**Supplied text**
Albiglutide - injection
Albiglutide - injection
Similar medications can cause a certain type of thyroid tumor (thyroid C-cell tumors) in rats and mice. It is unknown if this medication can cause similar tumors in humans. Talk with your doctor about the benefits and risks of this medication. Do not use this medication if you have a personal/family history of a certain type of cancer (medullary thyroid carcinoma) or a certain inherited disease (multiple endocrine neoplasia syndrome type 2 or MEN 2). While using this medication, tell your doctor right away if you notice any signs of thyroid tumors, including an unusual growth or lump in the neck, difficulty swallowing, shortness of breath, unusual/lasting hoarseness.
Albiglutide is used with a proper diet and exercise program to control high blood sugar in people with type 2 diabetes (non-insulin-dependent diabetes). Controlling high blood sugar helps prevent kidney damage, blindness, nerve problems, loss of limbs, and sexual function problems. Proper control of diabetes may also lessen your risk of a heart attack or stroke. Albiglutide is similar to a natural hormone in your body (incretin). It works by causing insulin release in response to high blood sugar (such as after a meal) and decreasing the amount of sugar your liver makes.
Albiglutide is not a substitute for insulin if you need insulin treatment.
Read the Medication Guide and the Instructions for Use Leaflet provided by your pharmacist before you start using albiglutide and each time you get a refill. Learn all preparation and usage instructions. If you have any questions, ask your doctor or pharmacist.
Before using, check this product visually for particles or discoloration. If either is present, do not use the liquid. Before injecting each dose, clean the injection site with rubbing alcohol. Change the location of the injection site each time to lessen injury under the skin. Learn how to store and discard medical supplies safely. Consult your pharmacist for more details.
Inject this medication under the skin in the thigh, abdomen, or upper arm as directed by your doctor, usually once every 7 days. Do not inject into a vein or muscle. It may be used with or without meals.
If you are also using insulin, give albiglutide and insulin as separate injections. Do not mix them. You may inject these medications in the same area of the body, but the injection sites should not be next to each other.
Use this medication regularly to get the most benefit from it. To help you remember, use it on the same day each week. It may help to mark your calendar with a reminder. Carefully follow the medication treatment plan, meal plan, and exercise program your doctor has recommended.

Excerpts from a dataset
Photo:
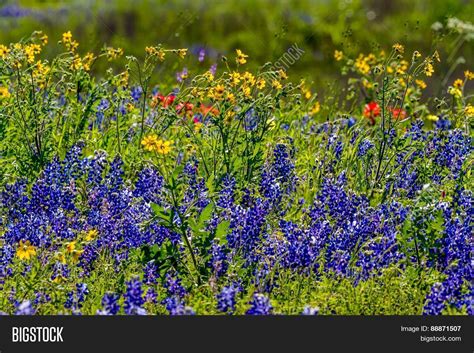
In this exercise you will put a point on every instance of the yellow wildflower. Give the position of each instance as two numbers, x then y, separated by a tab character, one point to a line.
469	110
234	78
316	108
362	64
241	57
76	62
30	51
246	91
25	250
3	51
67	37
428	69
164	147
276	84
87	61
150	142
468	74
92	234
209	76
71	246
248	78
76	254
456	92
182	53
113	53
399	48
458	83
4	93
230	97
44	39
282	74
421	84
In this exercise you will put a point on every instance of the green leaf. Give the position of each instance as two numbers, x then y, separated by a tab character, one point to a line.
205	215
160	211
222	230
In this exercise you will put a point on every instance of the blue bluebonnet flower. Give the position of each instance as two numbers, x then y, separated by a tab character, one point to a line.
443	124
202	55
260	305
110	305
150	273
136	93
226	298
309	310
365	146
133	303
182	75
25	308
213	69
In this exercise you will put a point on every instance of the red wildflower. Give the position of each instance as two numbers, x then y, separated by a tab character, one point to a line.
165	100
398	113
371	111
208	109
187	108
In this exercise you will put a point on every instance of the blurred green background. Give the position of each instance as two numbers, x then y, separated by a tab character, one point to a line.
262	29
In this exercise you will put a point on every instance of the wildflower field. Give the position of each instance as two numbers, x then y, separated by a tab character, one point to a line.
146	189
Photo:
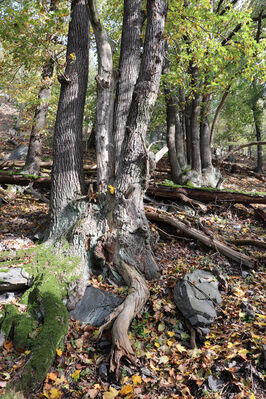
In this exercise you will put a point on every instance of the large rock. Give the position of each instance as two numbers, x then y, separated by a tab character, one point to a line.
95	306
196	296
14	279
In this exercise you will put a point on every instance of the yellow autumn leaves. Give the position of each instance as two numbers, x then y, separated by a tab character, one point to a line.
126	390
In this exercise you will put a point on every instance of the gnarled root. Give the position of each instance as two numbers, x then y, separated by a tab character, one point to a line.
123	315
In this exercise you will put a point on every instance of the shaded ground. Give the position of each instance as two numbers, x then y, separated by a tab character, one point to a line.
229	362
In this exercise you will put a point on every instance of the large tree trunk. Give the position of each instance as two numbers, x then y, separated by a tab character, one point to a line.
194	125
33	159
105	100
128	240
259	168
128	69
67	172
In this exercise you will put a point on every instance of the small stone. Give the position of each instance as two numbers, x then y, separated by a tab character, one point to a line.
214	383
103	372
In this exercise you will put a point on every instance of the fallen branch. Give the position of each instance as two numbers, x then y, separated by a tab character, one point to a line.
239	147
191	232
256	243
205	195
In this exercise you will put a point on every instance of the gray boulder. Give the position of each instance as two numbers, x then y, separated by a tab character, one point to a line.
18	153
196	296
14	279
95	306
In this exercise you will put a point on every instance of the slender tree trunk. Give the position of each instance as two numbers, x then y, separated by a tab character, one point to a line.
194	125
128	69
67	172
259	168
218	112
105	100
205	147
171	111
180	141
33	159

**About this exercise**
Using the albiglutide text, answer these:
1. How often is the medication usually injected?
2. What should the injection site be cleaned with before each dose?
3. How should albiglutide and insulin be given when both are used?

**Output**
1. Usually once every 7 days.
2. Rubbing alcohol.
3. As separate injections, not mixed together.